In an Age of Upheaval, MBA Programs Help Students Navigate Geopolitics

Current volatility has heightened the need for business leaders who can influence the global rules of the game

From vaccine nationalism to the US-China decoupling and climate change negotiations, geopolitical tensions are rising, leaving businesses in the line of fire. Business schools are responding to the disintegration of the global post-war order by placing much greater emphasis on geopolitics in the MBA curriculum, as they seek to train future leaders who can navigate the link between the public and private sectors and politics.

Among other academics across the globe, Mike Rosenberg teaches geopolitics on the MBA course at IESE Business School in Barcelona. “We are living at an incredibly interesting time in human history, and I think our job as educators is to prepare our students for that,” he says. “What I try to teach them is to understand the complexity of the current situation and how things can be both better and worse at the same time.”

A big part of his approach is helping students to grasp the sweep of history in order to put the present context into perspective. About 40 percent of the MBA class at IESE chooses the elective, and Rosenberg takes advantage of having students from 60 different countries who all add their own perspective to the discussion.

*PROBLEM STATEMENT:* Copy the text on MBA programs and geopolitics word for word, from "In an Age of" to "sectors and politics.", including both.

*DATASET CONTENT:*
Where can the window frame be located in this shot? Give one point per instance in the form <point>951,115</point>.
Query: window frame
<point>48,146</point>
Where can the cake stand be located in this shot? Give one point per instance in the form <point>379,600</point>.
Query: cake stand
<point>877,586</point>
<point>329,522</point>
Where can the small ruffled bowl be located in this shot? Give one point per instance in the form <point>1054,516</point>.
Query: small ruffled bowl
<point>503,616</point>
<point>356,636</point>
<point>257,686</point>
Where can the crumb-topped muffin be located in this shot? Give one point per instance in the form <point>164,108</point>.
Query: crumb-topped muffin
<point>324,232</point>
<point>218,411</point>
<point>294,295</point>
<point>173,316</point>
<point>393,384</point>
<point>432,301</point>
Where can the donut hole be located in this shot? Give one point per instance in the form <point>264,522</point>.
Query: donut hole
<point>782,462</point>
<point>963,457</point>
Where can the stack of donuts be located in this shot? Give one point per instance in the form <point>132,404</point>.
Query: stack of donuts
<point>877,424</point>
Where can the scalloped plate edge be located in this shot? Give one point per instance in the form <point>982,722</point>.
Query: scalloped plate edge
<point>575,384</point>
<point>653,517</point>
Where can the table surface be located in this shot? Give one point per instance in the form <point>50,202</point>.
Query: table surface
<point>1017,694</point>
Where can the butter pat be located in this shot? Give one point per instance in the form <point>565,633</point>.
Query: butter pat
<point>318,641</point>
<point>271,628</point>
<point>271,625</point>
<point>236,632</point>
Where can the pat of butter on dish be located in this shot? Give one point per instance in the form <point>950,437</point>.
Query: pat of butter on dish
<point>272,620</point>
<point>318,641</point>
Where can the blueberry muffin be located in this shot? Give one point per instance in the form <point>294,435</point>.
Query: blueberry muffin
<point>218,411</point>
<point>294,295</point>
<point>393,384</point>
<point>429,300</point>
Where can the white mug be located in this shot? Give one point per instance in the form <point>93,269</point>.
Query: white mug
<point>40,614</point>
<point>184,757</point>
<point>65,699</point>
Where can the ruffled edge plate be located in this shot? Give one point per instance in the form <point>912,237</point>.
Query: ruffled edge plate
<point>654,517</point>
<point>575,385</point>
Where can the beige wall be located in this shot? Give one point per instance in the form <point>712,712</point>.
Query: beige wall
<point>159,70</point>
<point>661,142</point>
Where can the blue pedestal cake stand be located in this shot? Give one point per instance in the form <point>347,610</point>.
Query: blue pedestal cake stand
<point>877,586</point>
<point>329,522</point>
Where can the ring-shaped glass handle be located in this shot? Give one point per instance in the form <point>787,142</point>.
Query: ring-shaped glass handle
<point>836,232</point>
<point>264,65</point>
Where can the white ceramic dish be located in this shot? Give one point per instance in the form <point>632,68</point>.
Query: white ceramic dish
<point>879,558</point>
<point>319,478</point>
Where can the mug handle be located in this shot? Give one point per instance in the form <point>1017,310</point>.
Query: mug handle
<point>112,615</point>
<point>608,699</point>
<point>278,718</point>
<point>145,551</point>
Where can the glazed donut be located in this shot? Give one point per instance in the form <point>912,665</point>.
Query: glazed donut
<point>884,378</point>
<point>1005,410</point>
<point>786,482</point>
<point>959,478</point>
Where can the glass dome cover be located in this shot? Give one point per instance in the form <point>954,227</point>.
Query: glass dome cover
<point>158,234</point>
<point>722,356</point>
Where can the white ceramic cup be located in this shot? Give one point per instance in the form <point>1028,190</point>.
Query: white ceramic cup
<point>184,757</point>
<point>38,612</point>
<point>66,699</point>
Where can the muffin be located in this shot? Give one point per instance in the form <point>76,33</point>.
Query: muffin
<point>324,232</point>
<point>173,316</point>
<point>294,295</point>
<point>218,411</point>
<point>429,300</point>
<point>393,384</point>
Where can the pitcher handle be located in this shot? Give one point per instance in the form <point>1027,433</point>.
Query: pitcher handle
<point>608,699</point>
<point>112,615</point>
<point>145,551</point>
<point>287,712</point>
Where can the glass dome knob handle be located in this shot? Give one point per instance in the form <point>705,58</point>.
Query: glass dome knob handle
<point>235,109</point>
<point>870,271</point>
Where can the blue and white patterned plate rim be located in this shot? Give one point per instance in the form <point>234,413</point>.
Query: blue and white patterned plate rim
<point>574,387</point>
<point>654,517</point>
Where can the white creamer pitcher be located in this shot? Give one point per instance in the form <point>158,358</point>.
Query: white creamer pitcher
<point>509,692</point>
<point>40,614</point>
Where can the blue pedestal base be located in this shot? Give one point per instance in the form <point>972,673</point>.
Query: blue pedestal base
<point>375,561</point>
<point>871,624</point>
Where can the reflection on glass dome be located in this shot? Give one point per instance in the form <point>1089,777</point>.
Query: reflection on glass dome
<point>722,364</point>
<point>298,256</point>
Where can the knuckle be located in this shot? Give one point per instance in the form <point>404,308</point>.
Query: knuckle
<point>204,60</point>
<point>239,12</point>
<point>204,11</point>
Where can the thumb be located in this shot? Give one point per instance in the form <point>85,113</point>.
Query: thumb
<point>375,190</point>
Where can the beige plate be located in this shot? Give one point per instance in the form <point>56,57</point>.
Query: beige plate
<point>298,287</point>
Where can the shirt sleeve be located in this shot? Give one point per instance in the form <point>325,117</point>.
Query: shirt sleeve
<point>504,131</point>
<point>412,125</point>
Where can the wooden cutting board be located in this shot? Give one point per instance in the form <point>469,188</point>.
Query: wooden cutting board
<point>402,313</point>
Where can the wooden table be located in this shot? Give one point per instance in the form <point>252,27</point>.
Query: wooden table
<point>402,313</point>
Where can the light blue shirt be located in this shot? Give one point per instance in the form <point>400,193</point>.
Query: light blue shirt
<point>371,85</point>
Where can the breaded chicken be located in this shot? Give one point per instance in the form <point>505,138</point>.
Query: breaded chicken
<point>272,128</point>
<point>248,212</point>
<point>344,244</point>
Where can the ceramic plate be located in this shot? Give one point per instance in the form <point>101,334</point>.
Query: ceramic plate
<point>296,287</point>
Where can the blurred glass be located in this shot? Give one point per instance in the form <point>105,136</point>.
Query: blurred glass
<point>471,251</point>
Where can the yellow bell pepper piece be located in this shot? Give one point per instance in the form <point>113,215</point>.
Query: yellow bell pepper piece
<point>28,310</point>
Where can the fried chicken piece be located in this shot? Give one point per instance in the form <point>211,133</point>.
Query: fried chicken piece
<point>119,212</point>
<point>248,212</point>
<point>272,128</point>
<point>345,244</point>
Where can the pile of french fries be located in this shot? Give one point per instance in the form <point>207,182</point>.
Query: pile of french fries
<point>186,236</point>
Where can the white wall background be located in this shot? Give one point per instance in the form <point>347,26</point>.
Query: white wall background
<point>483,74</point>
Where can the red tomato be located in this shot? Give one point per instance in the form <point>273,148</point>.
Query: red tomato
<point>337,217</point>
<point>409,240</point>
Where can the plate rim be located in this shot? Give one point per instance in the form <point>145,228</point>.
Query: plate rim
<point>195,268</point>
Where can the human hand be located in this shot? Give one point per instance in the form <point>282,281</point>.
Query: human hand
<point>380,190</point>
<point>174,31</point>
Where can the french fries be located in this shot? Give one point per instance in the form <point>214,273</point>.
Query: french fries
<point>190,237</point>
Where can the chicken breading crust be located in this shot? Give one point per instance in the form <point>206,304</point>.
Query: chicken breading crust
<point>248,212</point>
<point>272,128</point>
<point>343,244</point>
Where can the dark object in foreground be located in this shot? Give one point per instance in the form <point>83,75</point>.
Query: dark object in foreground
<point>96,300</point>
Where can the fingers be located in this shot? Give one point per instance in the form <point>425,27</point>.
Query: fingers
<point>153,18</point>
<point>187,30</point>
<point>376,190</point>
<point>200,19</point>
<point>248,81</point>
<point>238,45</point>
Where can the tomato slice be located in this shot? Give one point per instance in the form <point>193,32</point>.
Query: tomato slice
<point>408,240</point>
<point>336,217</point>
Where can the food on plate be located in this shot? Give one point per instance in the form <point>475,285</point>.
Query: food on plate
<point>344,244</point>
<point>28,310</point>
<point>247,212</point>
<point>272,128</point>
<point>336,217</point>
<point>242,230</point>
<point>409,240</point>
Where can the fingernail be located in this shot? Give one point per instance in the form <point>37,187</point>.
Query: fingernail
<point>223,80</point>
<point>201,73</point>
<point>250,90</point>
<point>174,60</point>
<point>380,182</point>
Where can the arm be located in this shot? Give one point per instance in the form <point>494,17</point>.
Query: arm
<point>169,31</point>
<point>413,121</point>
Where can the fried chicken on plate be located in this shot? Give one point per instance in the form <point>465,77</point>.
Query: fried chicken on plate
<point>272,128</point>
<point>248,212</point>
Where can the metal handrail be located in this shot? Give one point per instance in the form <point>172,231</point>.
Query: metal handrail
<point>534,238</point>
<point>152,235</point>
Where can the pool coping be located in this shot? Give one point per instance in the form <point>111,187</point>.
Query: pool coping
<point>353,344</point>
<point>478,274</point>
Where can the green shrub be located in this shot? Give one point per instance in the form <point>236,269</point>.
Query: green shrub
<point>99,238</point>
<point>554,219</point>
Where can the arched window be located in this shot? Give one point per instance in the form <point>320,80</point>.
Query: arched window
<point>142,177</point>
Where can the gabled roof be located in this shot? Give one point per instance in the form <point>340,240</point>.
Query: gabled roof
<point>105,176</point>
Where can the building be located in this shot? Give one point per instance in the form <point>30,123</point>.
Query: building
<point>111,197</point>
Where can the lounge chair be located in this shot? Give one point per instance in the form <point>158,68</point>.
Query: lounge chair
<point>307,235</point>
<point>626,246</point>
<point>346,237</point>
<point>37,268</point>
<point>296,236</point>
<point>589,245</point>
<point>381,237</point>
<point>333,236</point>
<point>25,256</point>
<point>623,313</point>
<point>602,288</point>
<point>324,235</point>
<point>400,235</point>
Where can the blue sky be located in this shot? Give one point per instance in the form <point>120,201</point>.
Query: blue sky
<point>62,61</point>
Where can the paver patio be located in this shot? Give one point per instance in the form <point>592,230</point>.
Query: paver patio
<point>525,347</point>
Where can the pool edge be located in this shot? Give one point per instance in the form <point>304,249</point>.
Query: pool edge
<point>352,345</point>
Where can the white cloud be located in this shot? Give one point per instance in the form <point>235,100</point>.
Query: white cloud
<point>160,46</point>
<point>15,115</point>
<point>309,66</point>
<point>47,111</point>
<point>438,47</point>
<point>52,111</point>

*ANSWER AREA:*
In an Age of Upheaval, MBA Programs Help Students Navigate Geopolitics

Current volatility has heightened the need for business leaders who can influence the global rules of the game

From vaccine nationalism to the US-China decoupling and climate change negotiations, geopolitical tensions are rising, leaving businesses in the line of fire. Business schools are responding to the disintegration of the global post-war order by placing much greater emphasis on geopolitics in the MBA curriculum, as they seek to train future leaders who can navigate the link between the public and private sectors and politics.